- _Problem description_: Copy out the lines below word for word, from the first to the last, and omit the picture from your copy.

- _Excerpts from a location annotation dataset_:

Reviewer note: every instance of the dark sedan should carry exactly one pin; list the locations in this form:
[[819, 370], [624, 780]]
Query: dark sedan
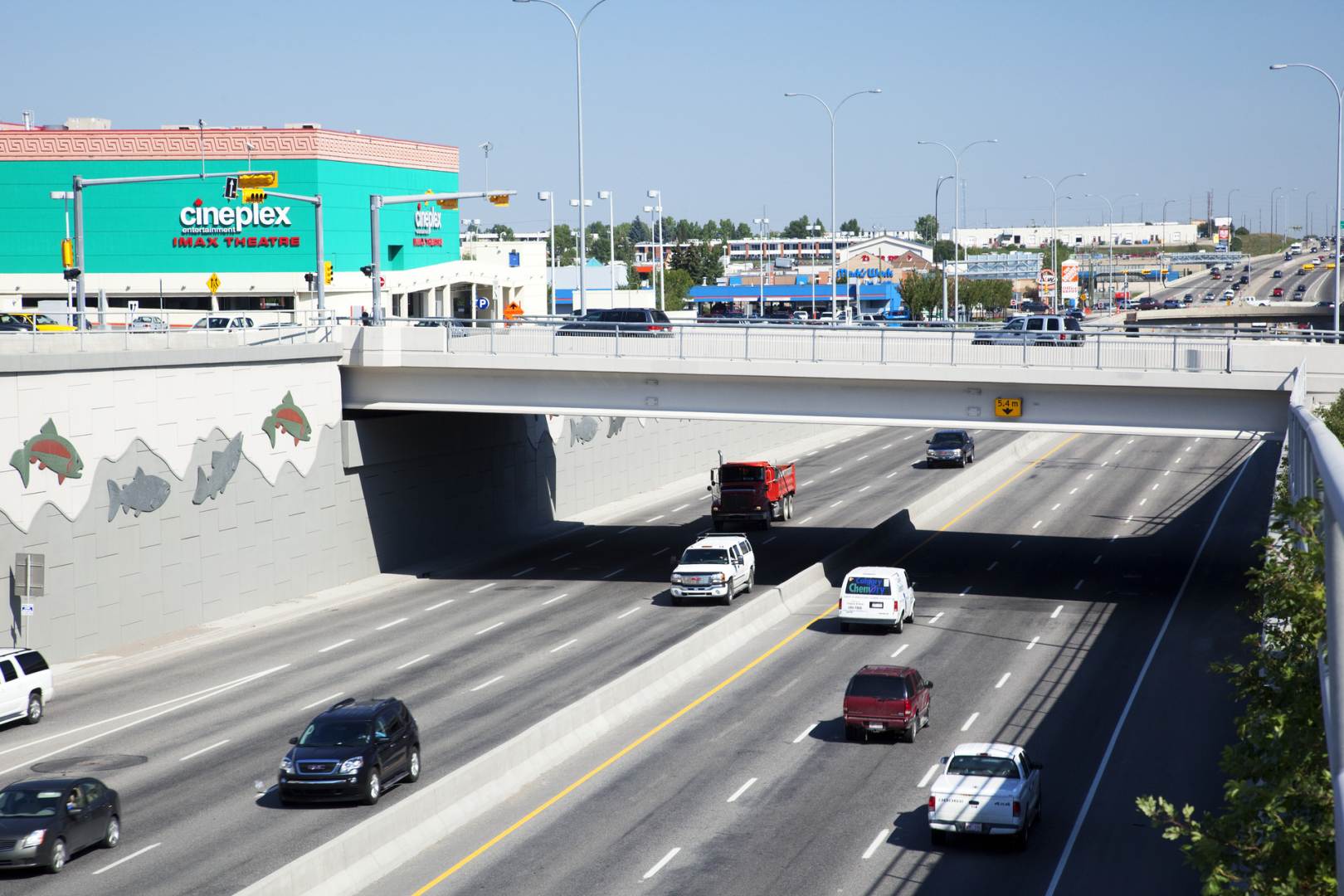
[[45, 822]]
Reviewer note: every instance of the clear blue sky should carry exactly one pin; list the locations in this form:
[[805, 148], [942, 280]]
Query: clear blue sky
[[1161, 99]]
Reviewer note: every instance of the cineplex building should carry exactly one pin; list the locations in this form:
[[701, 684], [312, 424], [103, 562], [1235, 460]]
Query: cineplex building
[[162, 245]]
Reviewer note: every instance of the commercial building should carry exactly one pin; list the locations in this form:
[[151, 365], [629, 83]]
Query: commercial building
[[158, 243]]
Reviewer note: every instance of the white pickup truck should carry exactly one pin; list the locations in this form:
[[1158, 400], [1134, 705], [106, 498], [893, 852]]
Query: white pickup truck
[[986, 789]]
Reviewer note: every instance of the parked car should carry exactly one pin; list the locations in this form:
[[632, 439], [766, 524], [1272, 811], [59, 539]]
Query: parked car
[[353, 751], [882, 699], [26, 687], [45, 822], [877, 597], [715, 566], [620, 321]]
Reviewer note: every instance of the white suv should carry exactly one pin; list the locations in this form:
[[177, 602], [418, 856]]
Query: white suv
[[717, 566], [24, 685]]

- _Result_:
Reviewer note: every instance of the dark sedan should carry exactly one pin; list the locations in this form:
[[819, 370], [624, 780]]
Query: dark sedan
[[45, 822]]
Reviewer note: every instance of the clear blue sky should carry exactly one pin; list the locations in this form:
[[805, 148], [942, 280]]
Query: clear blue sky
[[1161, 99]]
Reviewer note: every instance of the cineplex building should carry exactly one pin; list the locations in this form:
[[701, 684], [312, 424], [103, 562], [1235, 460]]
Query: cineplex building
[[162, 245]]
Reviewer note: every instance of the commercial building should carry exactly one pin; list the locations in this form:
[[151, 365], [629, 83]]
Query: commercial building
[[158, 243]]
Reviewer note: every instance of the white pickup truck should carry exactly one pin; list the locations in this form:
[[1158, 400], [1134, 705], [106, 498], [893, 852]]
Query: white pickup truck
[[986, 789]]
Reviewer note: every instance of the parked car should carry exactly one pin; list the locations in this form:
[[632, 439], [766, 524], [1272, 811], [59, 539]]
Query: parked car
[[353, 751], [882, 699], [26, 687], [45, 822], [877, 597], [715, 566], [620, 321]]
Reviewer note: every instance of the white suv should carry exactly one pin; list the locations in this form:
[[177, 602], [418, 856]]
Query: white suv
[[717, 566], [24, 685]]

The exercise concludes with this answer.